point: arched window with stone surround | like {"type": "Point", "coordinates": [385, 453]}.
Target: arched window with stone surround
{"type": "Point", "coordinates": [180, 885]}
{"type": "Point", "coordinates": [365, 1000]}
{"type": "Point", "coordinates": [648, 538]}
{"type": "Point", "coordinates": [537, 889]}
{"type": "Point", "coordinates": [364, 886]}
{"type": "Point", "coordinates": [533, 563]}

——————

**WRITTEN PROBLEM**
Repeat the lines above, swapping "stone surround" for "brick surround" and leaving everything else as it is.

**FULL SOLUTION**
point: arched window with brick surround | like {"type": "Point", "coordinates": [385, 453]}.
Target: arched window with brick surround
{"type": "Point", "coordinates": [180, 885]}
{"type": "Point", "coordinates": [365, 1000]}
{"type": "Point", "coordinates": [648, 538]}
{"type": "Point", "coordinates": [537, 889]}
{"type": "Point", "coordinates": [364, 886]}
{"type": "Point", "coordinates": [533, 563]}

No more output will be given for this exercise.